### What the task asks
Copy every line of the data below word for word, leaving out the pictures.

### Entries shown
= = =

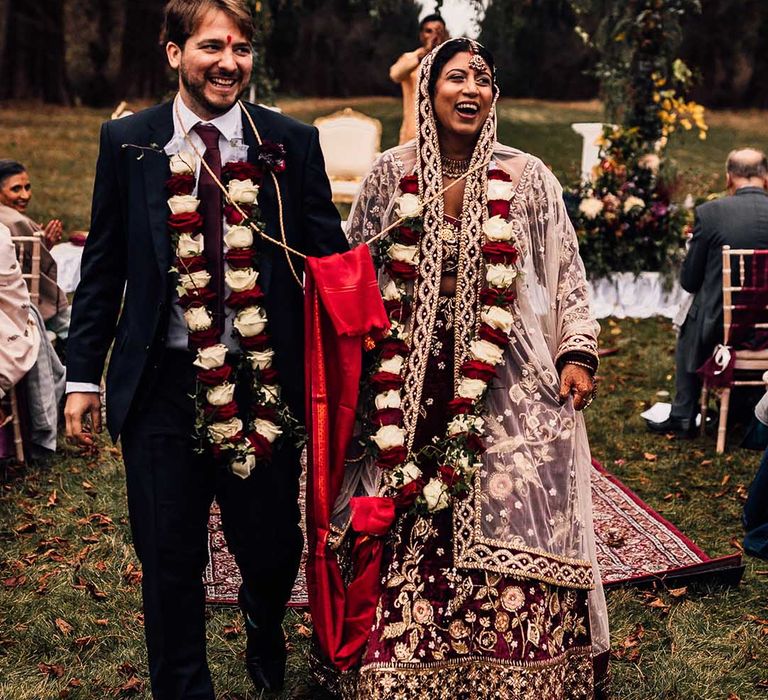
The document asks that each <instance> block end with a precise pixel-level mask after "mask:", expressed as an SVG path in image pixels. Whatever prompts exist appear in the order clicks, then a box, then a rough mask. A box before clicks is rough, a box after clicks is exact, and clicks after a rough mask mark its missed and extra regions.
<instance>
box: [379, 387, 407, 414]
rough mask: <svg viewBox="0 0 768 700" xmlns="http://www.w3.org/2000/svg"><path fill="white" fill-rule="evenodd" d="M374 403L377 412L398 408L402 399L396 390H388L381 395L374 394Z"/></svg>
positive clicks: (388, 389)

= = =

### Your response
The document asks that each <instance> block end with a precise pixel-level mask after "mask:", expressed as an SVG path in image pixels. Whatever prompts exist appear in the order clicks, then a box, then a rough mask. A box before clicks is rough, a box after clicks is exact, and clicks after a rough mask mark its missed and extra regions.
<instance>
box: [379, 387, 407, 414]
rough mask: <svg viewBox="0 0 768 700" xmlns="http://www.w3.org/2000/svg"><path fill="white" fill-rule="evenodd" d="M374 403L377 412L398 408L402 399L396 390H388L381 395L374 394Z"/></svg>
positive clicks: (388, 389)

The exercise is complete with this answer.